***** Page extract *****

The personnel supported during the past six months are listed below.

Faculty: Teresa H. Meng, principle investigator and research advisor for the students listed below.

Students: Navin Chaddha, Ben Gordon, Andy Hung, Clem Portmann, and Ely Tsern.

Secretary: Lilian Betters.

Point of contact: Teresa H. Meng, CIS 132, Stanford University, Stanford, CA. 94305.

Phone number: (415) 723-2252, FAX number: (415) 725-6278, email: meng@mojave.stanford.edu.

# **Appendix A: Video Compression Algorithms for Portable Applications**

Because our portable video-on-demand system is to be embedded in a wireless communication environment, the first step in designing a suitable compression algorithm is to analyze the wireless channel characteristics. Wireless channels, depending on the channel modulation techniques used, display a wide range of error patterns. Experiments with mobile receivers and transmitters show fades exceeding 10 dB about 20% of the time, and at 15 dB (measuring limit) up to 10% of the time [4], causing bursty bit errors in the received date stream. Bursty bit errors are usually handled by interleaving the transmitted data stream over a certain period of time so that if consecutive bit errors occur (as is typical with bursty bit errors) in the received data stream, the error pattern appearing in the decoded data stream will resemble random bit errors. As the time interval of deep fades is usually within tens of milliseconds while the data rate of compressed video is between 500 Kbps and 1.5 Mbps, interleaving can be easily accommodated with a data buffer, the size of which is in the range of tens of kilobits. We will therefore consider the effects of channel error to be random bit errors in the received data stream.

***** Recorded information *****

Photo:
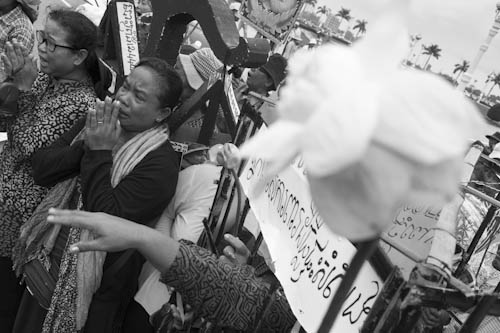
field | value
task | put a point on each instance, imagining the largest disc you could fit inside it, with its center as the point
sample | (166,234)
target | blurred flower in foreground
(373,135)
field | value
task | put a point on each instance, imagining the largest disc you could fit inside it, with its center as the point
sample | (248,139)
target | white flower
(372,134)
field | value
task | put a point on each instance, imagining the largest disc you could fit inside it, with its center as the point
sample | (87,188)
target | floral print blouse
(48,110)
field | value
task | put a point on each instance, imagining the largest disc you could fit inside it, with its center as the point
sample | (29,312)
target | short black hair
(170,82)
(82,34)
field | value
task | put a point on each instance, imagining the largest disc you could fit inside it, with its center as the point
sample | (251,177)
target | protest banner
(128,35)
(310,260)
(412,232)
(272,18)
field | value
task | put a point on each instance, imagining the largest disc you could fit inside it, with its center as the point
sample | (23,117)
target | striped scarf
(80,274)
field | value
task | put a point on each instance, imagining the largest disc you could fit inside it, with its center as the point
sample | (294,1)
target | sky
(459,27)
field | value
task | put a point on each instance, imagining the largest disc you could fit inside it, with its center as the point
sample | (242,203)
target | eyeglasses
(51,46)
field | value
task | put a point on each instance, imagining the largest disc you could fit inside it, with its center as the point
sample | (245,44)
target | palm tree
(461,68)
(496,82)
(360,26)
(323,10)
(432,50)
(310,3)
(344,14)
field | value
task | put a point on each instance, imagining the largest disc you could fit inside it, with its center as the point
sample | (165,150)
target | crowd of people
(110,160)
(100,214)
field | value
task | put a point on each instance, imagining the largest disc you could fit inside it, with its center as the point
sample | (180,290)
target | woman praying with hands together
(118,160)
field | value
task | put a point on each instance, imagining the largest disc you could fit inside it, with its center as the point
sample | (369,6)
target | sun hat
(494,113)
(199,66)
(495,136)
(235,6)
(275,67)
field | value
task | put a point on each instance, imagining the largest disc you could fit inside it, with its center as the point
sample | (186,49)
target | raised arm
(59,161)
(216,289)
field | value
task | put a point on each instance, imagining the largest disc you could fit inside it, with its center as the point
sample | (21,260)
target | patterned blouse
(15,24)
(45,113)
(231,296)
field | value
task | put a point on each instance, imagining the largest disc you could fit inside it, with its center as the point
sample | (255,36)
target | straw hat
(199,66)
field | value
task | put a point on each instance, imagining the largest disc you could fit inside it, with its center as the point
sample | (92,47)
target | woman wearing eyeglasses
(49,104)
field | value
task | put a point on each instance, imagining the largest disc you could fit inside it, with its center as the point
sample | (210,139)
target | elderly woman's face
(60,61)
(140,106)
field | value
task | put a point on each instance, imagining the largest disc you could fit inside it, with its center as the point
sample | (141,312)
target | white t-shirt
(182,219)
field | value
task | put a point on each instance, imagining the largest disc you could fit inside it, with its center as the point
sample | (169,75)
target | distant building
(332,23)
(349,35)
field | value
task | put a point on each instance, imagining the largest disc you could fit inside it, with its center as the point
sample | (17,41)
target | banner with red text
(310,260)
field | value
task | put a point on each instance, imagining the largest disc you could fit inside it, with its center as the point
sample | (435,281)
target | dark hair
(82,34)
(170,82)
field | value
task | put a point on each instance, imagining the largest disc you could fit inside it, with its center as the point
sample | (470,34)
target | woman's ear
(164,114)
(80,57)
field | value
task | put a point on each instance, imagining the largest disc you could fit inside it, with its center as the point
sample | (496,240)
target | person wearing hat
(195,69)
(493,113)
(235,8)
(262,81)
(16,19)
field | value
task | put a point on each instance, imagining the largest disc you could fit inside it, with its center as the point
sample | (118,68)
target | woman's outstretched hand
(102,127)
(116,234)
(113,233)
(19,65)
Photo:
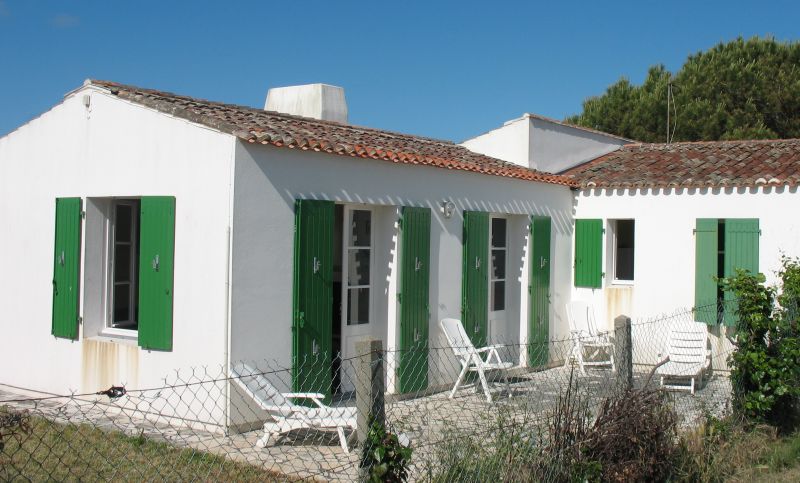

*****

## What you will do
Reproduce the passage of the report excerpt word for word, starting at "The personnel supported" and ending at "Stanford, CA. 94305.".

## Full response
The personnel supported during the past six months are listed below.

Faculty: Teresa H. Meng, principle investigator and research advisor for the students listed below.

Students: Navin Chaddha, Ben Gordon, Andy Hung, Clem Portmann, and Ely Tsern.

Secretary: Lilian Betters.

Point of contact: Teresa H. Meng, CIS 132, Stanford University, Stanford, CA. 94305.